- [GIVEN TASK]: Output the data exactly, with every line intact.

··· EXERCISE INPUTS ···

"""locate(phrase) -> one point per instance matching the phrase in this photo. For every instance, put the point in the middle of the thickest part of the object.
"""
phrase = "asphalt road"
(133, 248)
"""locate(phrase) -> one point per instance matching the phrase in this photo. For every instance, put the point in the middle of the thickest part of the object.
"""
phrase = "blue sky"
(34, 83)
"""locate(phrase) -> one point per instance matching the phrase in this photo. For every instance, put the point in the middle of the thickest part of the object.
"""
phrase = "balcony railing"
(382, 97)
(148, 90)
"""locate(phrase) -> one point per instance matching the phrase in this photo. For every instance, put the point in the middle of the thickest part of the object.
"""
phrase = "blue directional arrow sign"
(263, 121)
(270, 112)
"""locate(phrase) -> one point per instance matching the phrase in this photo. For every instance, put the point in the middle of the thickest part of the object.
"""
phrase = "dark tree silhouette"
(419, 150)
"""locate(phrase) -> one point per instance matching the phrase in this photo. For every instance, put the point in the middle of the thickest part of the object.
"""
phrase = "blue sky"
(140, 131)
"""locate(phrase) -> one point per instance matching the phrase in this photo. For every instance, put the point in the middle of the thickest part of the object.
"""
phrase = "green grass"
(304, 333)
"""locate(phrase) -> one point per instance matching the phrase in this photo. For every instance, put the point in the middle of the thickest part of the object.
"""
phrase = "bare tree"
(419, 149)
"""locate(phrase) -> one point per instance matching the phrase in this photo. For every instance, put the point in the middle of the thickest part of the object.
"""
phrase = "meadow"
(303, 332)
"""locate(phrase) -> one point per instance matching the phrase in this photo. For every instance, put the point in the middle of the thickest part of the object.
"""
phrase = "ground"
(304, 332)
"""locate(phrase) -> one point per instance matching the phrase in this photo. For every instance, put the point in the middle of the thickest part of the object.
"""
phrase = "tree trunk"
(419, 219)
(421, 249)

···

- [SOLUTION]:
"""locate(phrase) -> one point per instance matching the phrase in this photo. For every instance, put the point in the middle of the thickest part of the object.
"""
phrase = "asphalt road"
(133, 248)
"""locate(phrase) -> one point per instance matching the phrase in this photo. For every instance, put the point in the middle of the thickest part of the object.
"""
phrase = "blue sky"
(34, 83)
"""locate(phrase) -> one point per instance matching the phrase in this photo. For every instance, put the point in the middle of the thickest part of the object.
"""
phrase = "balcony railing"
(382, 97)
(148, 90)
"""locate(phrase) -> one point per instance matching the phrase in this photo. For every instance, put the point in the middle of the thickest part of the object.
"""
phrase = "blue directional arrow sign"
(263, 121)
(270, 112)
"""locate(phrase) -> one point per instance matching the phrase in this photo. For every instance, put the point in the middle of the thickest part of the object.
"""
phrase = "dark tree silhouette"
(419, 150)
"""locate(phrase) -> one point per instance matching the phrase in this photo. For every instance, put the point in the middle of the thickest part of the object.
"""
phrase = "blue sky"
(140, 131)
"""locate(phrase) -> one point per instance matching the phrase in this photo. For every instance, put the point in the middle of the thickest part of the object.
"""
phrase = "green grass"
(304, 333)
"""locate(phrase) -> one point per instance matching the phrase in this photo. For every instance, put the point in the middle of the thickest part of the object.
"""
phrase = "bare tree"
(419, 149)
"""locate(phrase) -> one point per instance matching the phrase in this photo. For every instance, put the point in the middle of the thickest part of the object.
"""
phrase = "meadow"
(303, 332)
"""locate(phrase) -> one point per instance matching the phrase in this photo. For every instance, put the point in the middle of the thickest part of the object.
"""
phrase = "ground"
(304, 332)
"""locate(phrase) -> one point per instance matching the phrase in this photo. For every instance, put the point in the middle of the thickest part of the object.
"""
phrase = "tree trunk"
(419, 219)
(421, 249)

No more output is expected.